Coordinate annotation items
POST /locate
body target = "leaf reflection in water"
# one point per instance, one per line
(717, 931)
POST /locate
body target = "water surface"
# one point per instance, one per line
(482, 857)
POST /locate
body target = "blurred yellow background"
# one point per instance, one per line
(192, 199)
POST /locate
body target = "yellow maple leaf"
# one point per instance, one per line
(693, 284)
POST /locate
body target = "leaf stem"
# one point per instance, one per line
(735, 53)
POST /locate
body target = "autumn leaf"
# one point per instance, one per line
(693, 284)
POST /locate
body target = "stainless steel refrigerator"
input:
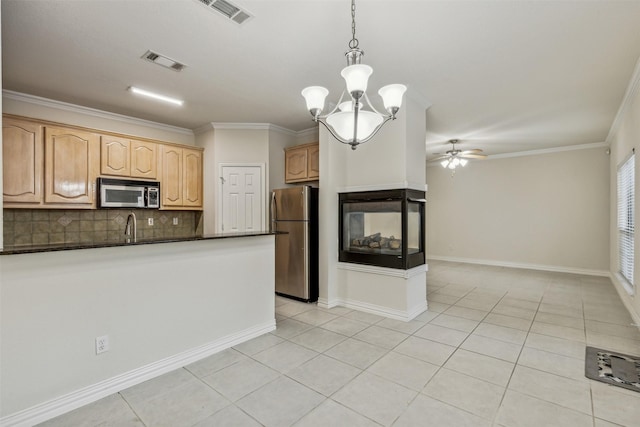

YOUR INSTRUCTIONS: Reproduce all of the items above word for word, omitting the picture.

RESULT OF THIS TASK:
POST /locate
body target = "leaf reflection in water"
# one point per instance, one per line
(717, 931)
POST /locate
body target = "water surface"
# one point per instance, one per line
(482, 857)
POST /locate
body target = "blurred yellow background"
# one point per instance, one per line
(192, 199)
POST /locate
body target = "yellow maple leaf"
# one point per instance, one per line
(693, 284)
POST /locate
body target = "leaf stem"
# one point per instance, one per line
(735, 53)
POST /locate
body target = "autumn leaf"
# one point per instance, one per line
(693, 284)
POST /locate
body target = "stainless steel refrigerator"
input:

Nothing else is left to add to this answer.